Retype, exactly as they appear below, the lines between the line holding "Query: dry dirt ground" and the line holding "like [119, 247].", both ends included.

(Photo-based referring expression data)
•••••
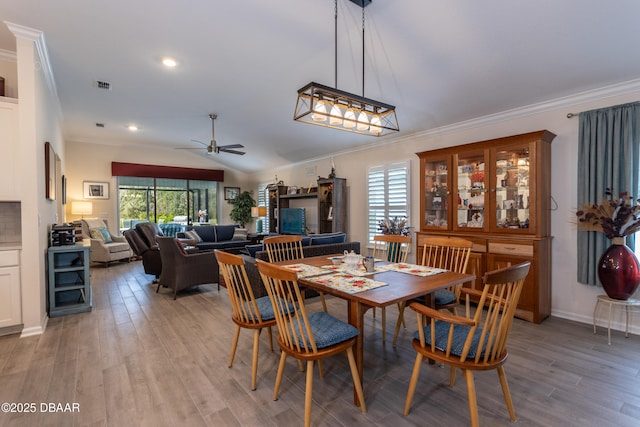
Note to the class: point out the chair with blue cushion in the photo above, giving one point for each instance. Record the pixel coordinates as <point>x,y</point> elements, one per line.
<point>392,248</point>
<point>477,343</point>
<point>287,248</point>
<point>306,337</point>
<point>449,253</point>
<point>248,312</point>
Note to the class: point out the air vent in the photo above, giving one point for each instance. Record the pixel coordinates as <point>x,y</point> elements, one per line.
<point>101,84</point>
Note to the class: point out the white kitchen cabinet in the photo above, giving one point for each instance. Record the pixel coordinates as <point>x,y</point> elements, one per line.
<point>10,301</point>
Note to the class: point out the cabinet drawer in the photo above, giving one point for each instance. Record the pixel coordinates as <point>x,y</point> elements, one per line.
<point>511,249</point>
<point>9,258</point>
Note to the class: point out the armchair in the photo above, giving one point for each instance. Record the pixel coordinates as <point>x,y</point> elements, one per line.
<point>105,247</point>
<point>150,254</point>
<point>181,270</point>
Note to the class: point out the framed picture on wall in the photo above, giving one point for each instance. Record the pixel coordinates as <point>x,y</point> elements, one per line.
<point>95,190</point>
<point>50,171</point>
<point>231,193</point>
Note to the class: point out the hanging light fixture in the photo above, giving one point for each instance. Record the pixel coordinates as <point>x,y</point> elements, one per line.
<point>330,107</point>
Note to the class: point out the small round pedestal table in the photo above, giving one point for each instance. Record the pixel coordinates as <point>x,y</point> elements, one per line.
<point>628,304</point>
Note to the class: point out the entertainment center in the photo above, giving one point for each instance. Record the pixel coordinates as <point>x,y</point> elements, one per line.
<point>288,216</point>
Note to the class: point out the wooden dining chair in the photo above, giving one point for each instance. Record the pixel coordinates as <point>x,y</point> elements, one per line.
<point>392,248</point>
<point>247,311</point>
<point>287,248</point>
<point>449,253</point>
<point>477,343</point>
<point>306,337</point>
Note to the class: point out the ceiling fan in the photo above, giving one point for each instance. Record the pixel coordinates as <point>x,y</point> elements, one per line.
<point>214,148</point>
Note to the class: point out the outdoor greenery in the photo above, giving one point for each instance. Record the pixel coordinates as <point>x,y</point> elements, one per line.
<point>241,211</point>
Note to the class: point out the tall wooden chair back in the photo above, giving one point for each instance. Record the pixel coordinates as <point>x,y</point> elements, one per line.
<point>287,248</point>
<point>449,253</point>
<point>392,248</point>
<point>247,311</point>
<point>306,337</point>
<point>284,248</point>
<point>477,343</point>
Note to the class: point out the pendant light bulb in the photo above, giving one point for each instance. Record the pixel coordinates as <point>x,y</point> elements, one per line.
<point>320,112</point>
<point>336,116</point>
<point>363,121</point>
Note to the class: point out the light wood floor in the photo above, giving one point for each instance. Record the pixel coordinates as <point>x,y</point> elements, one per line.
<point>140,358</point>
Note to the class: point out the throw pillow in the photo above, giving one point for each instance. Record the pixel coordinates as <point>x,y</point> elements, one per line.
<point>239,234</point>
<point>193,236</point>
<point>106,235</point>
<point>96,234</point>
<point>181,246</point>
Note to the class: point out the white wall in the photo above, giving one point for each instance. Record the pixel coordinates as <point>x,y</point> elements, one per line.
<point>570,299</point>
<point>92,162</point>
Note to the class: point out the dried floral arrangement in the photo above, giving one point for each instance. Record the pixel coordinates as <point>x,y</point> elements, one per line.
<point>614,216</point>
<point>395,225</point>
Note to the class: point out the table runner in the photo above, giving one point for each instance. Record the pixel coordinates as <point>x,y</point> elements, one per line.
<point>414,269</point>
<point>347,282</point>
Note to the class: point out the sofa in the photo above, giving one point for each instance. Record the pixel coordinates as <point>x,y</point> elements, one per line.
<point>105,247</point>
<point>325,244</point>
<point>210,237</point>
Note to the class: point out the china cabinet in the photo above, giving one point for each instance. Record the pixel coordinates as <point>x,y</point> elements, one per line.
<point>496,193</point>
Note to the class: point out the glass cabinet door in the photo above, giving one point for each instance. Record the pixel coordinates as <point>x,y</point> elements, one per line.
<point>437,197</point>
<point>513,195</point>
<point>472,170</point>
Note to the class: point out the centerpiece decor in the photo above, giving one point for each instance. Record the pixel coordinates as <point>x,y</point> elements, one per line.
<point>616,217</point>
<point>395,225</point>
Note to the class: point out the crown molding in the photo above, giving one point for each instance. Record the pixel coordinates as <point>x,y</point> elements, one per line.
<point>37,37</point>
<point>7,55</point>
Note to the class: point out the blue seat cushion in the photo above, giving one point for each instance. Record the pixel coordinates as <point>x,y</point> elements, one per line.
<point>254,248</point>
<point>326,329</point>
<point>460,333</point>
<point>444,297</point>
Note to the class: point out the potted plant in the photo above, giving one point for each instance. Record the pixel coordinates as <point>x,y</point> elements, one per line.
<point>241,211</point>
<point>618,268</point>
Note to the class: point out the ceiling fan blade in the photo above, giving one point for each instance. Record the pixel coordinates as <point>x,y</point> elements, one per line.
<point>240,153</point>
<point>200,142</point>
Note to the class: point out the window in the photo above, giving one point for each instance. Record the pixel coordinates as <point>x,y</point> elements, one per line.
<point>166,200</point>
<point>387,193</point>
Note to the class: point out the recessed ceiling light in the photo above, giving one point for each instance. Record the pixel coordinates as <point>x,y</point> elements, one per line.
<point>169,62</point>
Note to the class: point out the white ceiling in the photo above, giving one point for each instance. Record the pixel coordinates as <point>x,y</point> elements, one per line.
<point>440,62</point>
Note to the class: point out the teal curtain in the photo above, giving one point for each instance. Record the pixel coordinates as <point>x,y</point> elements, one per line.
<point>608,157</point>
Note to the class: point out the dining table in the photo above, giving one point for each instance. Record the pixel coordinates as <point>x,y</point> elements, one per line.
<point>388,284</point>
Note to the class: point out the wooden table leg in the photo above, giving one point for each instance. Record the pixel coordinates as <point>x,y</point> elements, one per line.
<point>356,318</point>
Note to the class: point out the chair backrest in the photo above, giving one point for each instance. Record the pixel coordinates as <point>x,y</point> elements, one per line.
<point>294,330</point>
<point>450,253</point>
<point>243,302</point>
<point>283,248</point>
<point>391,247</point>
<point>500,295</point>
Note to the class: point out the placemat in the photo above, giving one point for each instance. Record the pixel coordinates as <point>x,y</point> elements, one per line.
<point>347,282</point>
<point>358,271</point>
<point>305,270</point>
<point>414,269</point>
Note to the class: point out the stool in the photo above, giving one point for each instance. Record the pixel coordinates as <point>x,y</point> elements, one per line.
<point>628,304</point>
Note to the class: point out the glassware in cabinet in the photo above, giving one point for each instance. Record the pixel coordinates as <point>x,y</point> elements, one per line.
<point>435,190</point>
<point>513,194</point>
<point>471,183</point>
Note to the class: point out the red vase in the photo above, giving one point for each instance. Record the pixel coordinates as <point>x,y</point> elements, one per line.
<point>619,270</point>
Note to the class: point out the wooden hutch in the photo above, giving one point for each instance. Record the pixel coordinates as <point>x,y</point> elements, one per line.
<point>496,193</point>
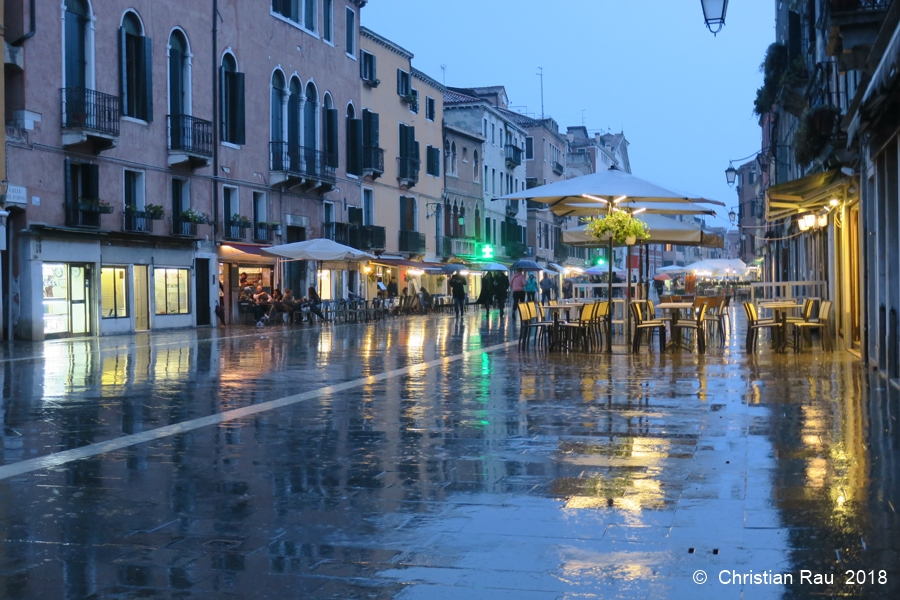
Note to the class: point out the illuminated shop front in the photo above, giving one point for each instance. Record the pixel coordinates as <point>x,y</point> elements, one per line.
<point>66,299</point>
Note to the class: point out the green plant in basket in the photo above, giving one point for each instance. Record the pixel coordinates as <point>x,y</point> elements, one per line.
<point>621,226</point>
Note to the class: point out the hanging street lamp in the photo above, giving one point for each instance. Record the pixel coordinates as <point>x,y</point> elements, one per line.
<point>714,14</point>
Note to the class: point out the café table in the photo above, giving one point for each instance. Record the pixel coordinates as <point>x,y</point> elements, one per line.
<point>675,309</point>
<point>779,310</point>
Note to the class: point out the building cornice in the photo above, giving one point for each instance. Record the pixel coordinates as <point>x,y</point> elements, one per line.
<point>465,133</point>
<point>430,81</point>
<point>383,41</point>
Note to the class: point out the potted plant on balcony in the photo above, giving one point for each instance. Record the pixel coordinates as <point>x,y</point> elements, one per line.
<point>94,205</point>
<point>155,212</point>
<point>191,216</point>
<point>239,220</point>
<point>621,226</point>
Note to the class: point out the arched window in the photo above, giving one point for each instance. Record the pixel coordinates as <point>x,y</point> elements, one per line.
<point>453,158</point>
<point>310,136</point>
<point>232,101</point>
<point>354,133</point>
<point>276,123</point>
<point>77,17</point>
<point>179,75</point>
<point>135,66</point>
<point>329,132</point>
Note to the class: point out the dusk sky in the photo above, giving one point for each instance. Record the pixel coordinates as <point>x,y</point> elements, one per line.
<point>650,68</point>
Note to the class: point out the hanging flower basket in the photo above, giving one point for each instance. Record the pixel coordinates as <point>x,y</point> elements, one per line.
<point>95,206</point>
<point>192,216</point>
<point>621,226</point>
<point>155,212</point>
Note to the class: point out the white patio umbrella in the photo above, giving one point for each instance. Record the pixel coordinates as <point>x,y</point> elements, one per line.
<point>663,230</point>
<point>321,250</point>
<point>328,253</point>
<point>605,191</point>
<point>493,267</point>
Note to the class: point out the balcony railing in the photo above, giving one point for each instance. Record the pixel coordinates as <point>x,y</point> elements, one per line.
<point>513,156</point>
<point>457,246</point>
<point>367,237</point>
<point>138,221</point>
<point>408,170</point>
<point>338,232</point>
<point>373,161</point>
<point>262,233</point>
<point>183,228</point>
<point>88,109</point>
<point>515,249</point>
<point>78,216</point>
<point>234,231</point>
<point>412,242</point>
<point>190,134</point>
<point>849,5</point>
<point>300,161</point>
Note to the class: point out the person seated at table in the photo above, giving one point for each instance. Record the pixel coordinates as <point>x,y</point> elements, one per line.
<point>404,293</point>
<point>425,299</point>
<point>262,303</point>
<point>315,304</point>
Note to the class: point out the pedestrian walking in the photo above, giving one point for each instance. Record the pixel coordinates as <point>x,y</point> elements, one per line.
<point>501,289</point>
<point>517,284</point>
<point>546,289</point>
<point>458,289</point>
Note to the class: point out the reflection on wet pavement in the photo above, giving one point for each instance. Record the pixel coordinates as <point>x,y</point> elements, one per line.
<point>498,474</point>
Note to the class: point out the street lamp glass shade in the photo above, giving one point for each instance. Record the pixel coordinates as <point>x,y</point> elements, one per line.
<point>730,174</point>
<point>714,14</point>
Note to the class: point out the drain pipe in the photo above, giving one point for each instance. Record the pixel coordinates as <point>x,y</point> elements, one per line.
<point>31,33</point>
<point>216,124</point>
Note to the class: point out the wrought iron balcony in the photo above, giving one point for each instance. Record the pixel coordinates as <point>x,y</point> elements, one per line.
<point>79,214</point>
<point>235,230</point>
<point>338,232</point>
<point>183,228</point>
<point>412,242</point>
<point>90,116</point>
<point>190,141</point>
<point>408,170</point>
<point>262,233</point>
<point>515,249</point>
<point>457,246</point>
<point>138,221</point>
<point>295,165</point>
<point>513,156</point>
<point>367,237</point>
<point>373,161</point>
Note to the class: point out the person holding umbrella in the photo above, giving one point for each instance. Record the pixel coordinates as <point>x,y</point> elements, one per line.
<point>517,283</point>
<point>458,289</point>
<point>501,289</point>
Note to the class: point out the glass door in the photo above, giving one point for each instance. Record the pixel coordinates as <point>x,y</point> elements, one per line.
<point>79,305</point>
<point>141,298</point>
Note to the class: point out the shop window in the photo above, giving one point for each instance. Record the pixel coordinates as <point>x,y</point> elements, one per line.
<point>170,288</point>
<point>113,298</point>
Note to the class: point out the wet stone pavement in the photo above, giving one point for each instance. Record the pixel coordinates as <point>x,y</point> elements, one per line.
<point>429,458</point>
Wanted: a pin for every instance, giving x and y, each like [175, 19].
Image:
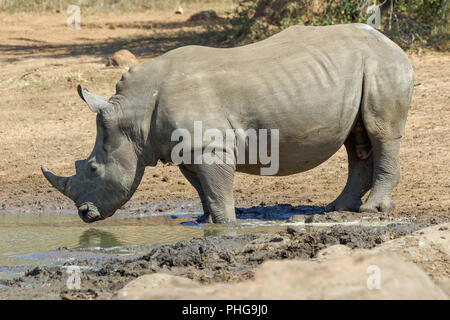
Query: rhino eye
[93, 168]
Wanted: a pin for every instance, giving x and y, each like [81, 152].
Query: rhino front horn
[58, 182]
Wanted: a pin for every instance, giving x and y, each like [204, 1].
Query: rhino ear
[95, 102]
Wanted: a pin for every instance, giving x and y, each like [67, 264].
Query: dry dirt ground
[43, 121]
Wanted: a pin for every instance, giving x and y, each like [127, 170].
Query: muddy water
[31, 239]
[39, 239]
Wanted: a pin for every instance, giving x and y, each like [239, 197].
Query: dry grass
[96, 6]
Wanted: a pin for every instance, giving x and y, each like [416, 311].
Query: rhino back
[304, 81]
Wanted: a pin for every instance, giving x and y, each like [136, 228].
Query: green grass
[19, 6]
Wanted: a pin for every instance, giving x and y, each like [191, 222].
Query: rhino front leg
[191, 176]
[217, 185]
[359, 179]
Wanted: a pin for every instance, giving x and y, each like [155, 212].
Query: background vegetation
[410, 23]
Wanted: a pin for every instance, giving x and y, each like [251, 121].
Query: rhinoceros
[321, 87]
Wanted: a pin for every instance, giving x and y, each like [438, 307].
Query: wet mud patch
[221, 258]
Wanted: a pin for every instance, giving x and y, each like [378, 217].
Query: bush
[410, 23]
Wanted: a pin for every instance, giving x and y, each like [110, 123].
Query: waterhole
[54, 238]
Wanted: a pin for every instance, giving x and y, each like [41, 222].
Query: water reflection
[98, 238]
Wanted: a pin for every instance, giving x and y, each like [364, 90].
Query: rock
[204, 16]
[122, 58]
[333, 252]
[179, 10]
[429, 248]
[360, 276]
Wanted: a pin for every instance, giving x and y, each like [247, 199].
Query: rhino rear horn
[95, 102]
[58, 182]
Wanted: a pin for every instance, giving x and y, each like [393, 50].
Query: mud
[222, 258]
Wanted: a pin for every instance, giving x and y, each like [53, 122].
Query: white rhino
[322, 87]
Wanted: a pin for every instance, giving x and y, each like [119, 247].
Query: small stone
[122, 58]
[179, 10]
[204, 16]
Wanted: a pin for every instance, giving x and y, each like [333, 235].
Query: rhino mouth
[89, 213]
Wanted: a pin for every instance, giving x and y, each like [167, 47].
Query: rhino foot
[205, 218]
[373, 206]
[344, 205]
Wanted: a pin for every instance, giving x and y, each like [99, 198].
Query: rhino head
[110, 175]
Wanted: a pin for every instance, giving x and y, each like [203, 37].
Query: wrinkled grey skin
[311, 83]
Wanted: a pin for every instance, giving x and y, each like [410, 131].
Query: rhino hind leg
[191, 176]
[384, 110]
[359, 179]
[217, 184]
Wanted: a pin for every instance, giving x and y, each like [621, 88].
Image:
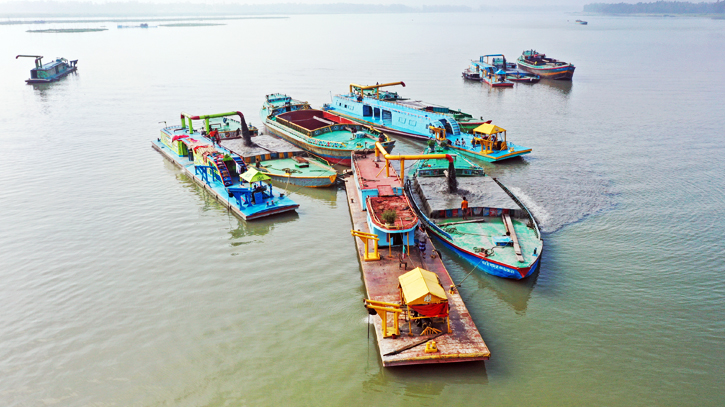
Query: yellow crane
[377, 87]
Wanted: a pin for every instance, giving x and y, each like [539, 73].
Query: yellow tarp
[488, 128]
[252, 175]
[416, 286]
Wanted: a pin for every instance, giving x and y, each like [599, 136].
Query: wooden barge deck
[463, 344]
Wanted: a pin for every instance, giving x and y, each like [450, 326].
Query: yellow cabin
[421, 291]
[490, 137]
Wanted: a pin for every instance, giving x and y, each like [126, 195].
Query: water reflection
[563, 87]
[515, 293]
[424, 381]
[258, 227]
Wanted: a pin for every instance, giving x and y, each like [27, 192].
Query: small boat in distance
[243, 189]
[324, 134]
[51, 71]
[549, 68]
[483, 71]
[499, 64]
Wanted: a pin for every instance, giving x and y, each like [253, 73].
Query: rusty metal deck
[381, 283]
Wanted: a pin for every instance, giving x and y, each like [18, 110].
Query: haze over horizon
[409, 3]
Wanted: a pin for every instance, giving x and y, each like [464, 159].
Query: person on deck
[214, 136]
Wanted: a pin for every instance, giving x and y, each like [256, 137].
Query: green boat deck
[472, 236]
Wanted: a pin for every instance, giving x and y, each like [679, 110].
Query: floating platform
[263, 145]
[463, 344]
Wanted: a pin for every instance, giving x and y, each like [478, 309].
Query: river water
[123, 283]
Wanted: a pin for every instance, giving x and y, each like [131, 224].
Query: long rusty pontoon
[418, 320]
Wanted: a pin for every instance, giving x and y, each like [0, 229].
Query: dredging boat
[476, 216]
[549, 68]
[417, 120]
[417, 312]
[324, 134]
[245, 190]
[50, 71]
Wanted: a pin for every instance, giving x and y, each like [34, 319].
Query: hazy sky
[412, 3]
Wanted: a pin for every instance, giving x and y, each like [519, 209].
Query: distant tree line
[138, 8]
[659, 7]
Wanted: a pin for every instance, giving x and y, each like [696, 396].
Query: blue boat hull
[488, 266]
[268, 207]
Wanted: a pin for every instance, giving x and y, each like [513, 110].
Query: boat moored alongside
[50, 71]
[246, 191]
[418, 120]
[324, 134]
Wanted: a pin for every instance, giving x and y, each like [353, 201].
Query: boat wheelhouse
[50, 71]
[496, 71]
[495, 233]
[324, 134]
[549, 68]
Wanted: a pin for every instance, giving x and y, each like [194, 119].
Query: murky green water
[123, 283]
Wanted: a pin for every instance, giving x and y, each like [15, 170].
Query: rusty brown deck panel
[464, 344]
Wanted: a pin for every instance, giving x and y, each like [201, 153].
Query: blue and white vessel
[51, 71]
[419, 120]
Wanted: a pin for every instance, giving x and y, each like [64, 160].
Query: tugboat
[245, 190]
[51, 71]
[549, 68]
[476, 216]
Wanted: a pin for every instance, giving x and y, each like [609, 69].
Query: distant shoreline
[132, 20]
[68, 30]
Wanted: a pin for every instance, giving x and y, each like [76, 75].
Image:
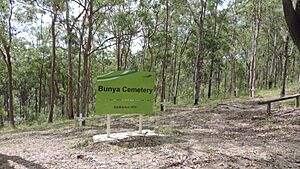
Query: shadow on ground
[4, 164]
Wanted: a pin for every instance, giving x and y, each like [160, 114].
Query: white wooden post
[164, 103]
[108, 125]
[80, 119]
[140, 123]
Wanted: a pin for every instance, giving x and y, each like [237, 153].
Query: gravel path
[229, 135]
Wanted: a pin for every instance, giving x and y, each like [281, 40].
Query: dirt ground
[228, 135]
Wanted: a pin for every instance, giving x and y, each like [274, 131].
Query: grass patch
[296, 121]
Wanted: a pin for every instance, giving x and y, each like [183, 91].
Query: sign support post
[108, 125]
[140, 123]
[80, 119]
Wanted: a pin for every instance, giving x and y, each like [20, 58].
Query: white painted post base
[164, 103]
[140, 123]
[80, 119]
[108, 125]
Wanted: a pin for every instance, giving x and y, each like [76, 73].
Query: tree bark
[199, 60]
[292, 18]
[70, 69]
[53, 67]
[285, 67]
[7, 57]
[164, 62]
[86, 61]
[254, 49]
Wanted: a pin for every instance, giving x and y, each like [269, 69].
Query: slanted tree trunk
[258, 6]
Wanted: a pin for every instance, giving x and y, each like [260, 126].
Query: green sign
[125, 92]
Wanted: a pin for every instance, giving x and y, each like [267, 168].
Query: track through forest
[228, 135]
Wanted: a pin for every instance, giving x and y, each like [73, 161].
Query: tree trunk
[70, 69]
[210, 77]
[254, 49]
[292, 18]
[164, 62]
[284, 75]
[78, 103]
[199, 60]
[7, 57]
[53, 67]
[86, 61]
•••••
[TASK RESPONSE]
Query: dry dirt ground
[43, 121]
Wanted: a pin for every instance, giving x and y, each like [127, 170].
Query: muddy water
[31, 239]
[39, 239]
Wanted: a pin for every instance, giving x and y, each like [239, 197].
Query: dry grass
[96, 6]
Wanted: a pin for every instance, giving x and y, each like [416, 311].
Query: rhino back
[304, 81]
Wanted: a pin for every instance, giving x and y, each like [136, 228].
Query: green grass
[19, 6]
Wanted: a pin for every instance, giving x and y, each like [191, 222].
Query: rhino front leg
[191, 176]
[217, 185]
[359, 179]
Wanted: a pin for every instance, giving x and y, each like [155, 212].
Query: background vegetation
[410, 23]
Wanted: a pin for every instance, giving x and y, each like [251, 121].
Query: rhinoceros
[321, 87]
Wanted: a pin for every instance, giving x and y, each like [438, 307].
Query: wet mud patch
[221, 258]
Wanted: a pin for every instance, giving x and y, each like [378, 217].
Query: bush
[410, 23]
Wanted: a pin for every instance, giving x and y, each like [110, 123].
Query: waterhole
[54, 238]
Wanted: a pin for every instance, giving x and y, each like [41, 222].
Query: water reflection
[98, 238]
Wanted: a pin for every instance, giving x and y, each like [364, 90].
Query: rock
[204, 16]
[122, 58]
[333, 252]
[179, 10]
[429, 248]
[360, 276]
Wanted: a pin for every instance, giving x and y, each like [247, 199].
Query: rhino rear horn
[95, 102]
[58, 182]
Wanted: a pin for every instance, giving x and y, each like [393, 50].
Query: mud
[222, 258]
Wanted: a pin for every instance, giving x and y, each like [53, 122].
Query: white rhino
[322, 87]
Wanted: a pin for every instance, giving x and y, each like [119, 247].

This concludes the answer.